LISTE DES TÂCHES:
[a] D'après le texte sur l'homme parfait, qui disait que la loi est faite pour l'homme et non l'homme pour la loi ?
[b] Restituez sans rien modifier le passage du texte sur l'homme parfait qui s'ouvre sur les mots contenant « La liberté de » et se termine par « de notre raison. ».

TEXTE FOURNI:
____________

Tel est l'homme qui a su parvenir au point central de l'équilibre et on peut sans blas­phème et sans folie l'appeler l'homme Dieu parce que son âme s'est identifiée avec le principe éternel de la vérité et de la justice.

 

La liberté de l'homme parfait est la loi divine elle-même, elle plane au-dessus de toutes les lois humaines et de toutes les obligations conventionnelles des cultes. La loi est faite pour l'homme, disait le Christ, et non pas l'homme pour la loi. Le fils de l'homme est le maître du sabbat : c'est-à-dire que la prescription d'observer le sabbat, imposé par Moïse sous peine de mort, n'oblige l'homme qu'autant que cela peut lui être utile puisqu'il est en définitive le souverain maître. Tout m'est permis, disait saint Paul, mais tout n'est pas expédient, ce qui veut dire que nous avons le droit de faire tout ce qui ne nuit ni à nous ni aux autres et que notre liberté n'est limitée que par les avertissements de notre conscience et de notre raison.

 

L'homme sage n'a jamais de scrupules, il agit raisonnablement et ne fait jamais que ce qu'il veut ; c'est ainsi que dans sa sphère, il peut tout et qu'il est impeccable. Qui natus est ex Deo non peccat, dit saint Paul parce que ses erreurs étant involontaires ne sauraient lui être imputées.

____________

DONNÉES FOURNIES:
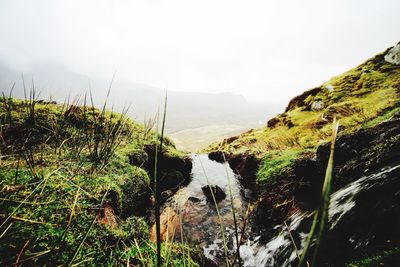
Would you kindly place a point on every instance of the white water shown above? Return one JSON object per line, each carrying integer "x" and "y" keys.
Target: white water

____________

RÉPONSES PAR TÂCHE:
[a] Le Christ.

[b]
La liberté de l'homme parfait est la loi divine elle-même, elle plane au-dessus de toutes les lois humaines et de toutes les obligations conventionnelles des cultes. La loi est faite pour l'homme, disait le Christ, et non pas l'homme pour la loi. Le fils de l'homme est le maître du sabbat : c'est-à-dire que la prescription d'observer le sabbat, imposé par Moïse sous peine de mort, n'oblige l'homme qu'autant que cela peut lui être utile puisqu'il est en définitive le souverain maître. Tout m'est permis, disait saint Paul, mais tout n'est pas expédient, ce qui veut dire que nous avons le droit de faire tout ce qui ne nuit ni à nous ni aux autres et que notre liberté n'est limitée que par les avertissements de notre conscience et de notre raison.